WORK REQUIRED: Copy every one of the records below, reproducing each line without any change.

SOURCE RECORDS:
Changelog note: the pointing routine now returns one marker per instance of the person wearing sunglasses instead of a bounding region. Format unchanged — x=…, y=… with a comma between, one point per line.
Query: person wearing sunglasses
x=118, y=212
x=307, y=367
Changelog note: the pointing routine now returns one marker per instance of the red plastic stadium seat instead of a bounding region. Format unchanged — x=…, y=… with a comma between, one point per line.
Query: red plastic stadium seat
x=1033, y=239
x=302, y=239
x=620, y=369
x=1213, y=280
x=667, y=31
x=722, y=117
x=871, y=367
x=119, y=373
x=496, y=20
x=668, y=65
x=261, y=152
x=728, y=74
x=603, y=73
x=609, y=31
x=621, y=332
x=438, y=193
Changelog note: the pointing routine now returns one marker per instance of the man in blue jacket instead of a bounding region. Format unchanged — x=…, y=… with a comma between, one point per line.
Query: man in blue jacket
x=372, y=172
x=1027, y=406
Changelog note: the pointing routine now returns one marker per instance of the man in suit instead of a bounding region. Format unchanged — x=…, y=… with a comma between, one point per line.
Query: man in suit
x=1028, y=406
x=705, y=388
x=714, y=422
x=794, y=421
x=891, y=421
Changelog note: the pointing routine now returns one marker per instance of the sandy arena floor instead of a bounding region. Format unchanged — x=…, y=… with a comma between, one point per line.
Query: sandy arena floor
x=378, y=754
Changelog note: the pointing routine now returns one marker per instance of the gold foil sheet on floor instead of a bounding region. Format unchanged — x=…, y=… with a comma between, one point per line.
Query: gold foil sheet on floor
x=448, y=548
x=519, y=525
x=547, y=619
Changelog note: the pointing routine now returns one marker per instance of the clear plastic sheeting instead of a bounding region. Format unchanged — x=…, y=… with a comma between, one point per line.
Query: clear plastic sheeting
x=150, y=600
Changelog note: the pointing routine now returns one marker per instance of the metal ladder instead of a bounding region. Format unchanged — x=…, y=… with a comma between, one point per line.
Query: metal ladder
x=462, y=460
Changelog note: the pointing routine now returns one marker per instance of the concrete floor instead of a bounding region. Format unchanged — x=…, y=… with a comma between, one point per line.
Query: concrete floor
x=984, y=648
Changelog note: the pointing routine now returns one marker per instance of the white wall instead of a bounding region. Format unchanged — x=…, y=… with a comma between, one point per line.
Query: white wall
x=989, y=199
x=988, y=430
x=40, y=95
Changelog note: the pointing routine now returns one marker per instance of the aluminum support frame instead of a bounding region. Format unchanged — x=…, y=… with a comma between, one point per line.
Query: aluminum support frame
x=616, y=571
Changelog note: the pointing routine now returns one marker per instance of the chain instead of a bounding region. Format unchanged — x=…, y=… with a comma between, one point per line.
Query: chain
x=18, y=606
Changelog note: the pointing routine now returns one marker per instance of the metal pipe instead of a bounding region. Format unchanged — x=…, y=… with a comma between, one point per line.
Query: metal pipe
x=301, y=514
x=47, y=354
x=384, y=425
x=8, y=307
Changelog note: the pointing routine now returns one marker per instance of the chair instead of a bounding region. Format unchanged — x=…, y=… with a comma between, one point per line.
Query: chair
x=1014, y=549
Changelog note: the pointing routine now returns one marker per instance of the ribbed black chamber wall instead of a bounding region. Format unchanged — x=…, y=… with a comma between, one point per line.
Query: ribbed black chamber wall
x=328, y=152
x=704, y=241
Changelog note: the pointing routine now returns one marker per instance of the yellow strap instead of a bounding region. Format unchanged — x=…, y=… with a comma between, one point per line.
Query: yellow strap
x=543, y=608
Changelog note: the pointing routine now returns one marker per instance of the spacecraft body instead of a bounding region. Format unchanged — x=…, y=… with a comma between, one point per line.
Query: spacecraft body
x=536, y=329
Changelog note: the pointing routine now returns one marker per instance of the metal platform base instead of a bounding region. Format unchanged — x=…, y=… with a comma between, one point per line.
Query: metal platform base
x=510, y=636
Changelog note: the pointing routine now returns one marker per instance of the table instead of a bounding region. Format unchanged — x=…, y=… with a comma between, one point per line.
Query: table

SOLVED PROBLEM:
Changelog note: the pointing routine now returns one marker per instance of the person wearing sunglasses instead of a bounding region. Format unchanged — x=…, y=… with a comma between, one point per line.
Query: person wearing sunglasses
x=118, y=212
x=307, y=367
Changelog note: the pointing routine now returns one marker per instance of the red plastic stadium seat instead of a bounding region. Format unchanged — x=…, y=… with a comma between, one point per line.
Query: red plastic stadium seat
x=1033, y=239
x=302, y=239
x=620, y=369
x=1213, y=280
x=667, y=31
x=722, y=117
x=871, y=367
x=119, y=373
x=496, y=20
x=668, y=65
x=261, y=152
x=728, y=74
x=603, y=73
x=609, y=31
x=621, y=332
x=438, y=193
Changelog note: the pointing routine now returns one marker per instance of the man in blue jacket instead of a bounding region. Format unchanged — x=…, y=… with a comma between, one point per line.
Query: man in blue jacket
x=372, y=172
x=1027, y=406
Changelog note: the pointing routine now returns one marker per instance of the man in suit instead of a bounding region. Format unchanged — x=…, y=… with a comma between, one point per line.
Query: man in suit
x=1028, y=406
x=705, y=388
x=714, y=422
x=794, y=421
x=891, y=421
Changelog note: the pointing routine now returns one marker per instance of the sandy arena floor instead of a bounding region. Format unchanged — x=…, y=… with a comma between, one point per line.
Query: sandy arena floor
x=378, y=754
Changelog note: the pointing routine now returns one marker per instance of the gold foil sheet on floor instead of a bounding region. Format unchanged — x=…, y=… with a comma between, one point per line.
Query: gold foil sheet on floor
x=448, y=548
x=519, y=525
x=547, y=619
Changelog note: the pointing routine now returns one marker per instance of the clear plastic sheeting instead of a bounding region. Format unchanged — x=…, y=… with a comma between, one point per line.
Query: clear plastic sheeting
x=150, y=600
Changelog note: the pointing routine now returns one marker per instance of the metal ladder instead of a bounding region. Format unchanged — x=…, y=… with a comma between, one point per line.
Query: metal ladder
x=462, y=460
Changelog note: the pointing routine now returns one marker per instance of the concrete floor instead of a bounding region. Format unchanged — x=…, y=… with a comma between, one point per line.
Query: concrete floor
x=984, y=648
Changelog note: the pointing routine now returns one marker per instance of the white wall instead of a bounding region. Format unchanged — x=…, y=… with a comma between, one point per line.
Query: white wall
x=989, y=199
x=988, y=430
x=40, y=95
Changelog note: the pointing routine now returns one marker per instance of the aluminum support frame instead of a bounding region. Format unchanged — x=…, y=… with a comma between, one point per line.
Query: aluminum support frame
x=616, y=571
Changelog note: the pointing routine now returns one marker per instance of the chain instead of a bounding region. Format unchanged — x=…, y=… with a comma between, one point per line.
Query: chain
x=18, y=606
Changelog note: the pointing routine now returns one marker per instance of the metal pipe instead of a bounding region. Format unchanged — x=…, y=… with a comma between, one point per line.
Query: metal pipe
x=301, y=514
x=47, y=354
x=384, y=425
x=8, y=307
Changelog note: the pointing routine now returns one marker per instance of the chair instead of a bounding region. Format unchanged — x=…, y=… with a comma between, one point per line.
Query: chair
x=1014, y=549
Changelog note: the pointing routine now returns one marker per instance of the ribbed black chamber wall instead of a bounding region. Format unchanged — x=…, y=… with a comma between, one point per line.
Query: ribbed black chamber wall
x=328, y=152
x=704, y=241
Changelog note: the pointing routine now returns one marker per instance of the yellow strap instead of a bounding region. Format unchanged — x=…, y=… with a comma between, one point per line.
Query: yellow strap
x=543, y=608
Changelog note: the pointing routine now returns one marker per instance of the spacecraft body instead of a bounding region. Format unchanged — x=…, y=… with a comma between, one point per line.
Query: spacecraft body
x=536, y=329
Changelog note: the pointing routine now returns one marker per instance of the metal platform base instead of a bounding region. Format unchanged — x=…, y=… with a comma between, one point per line.
Query: metal platform base
x=510, y=636
Changelog note: the pointing routine now returns one marker per instance of the table instead of a bounding region. Format unchanged — x=…, y=… with a comma between, one point per line.
Query: table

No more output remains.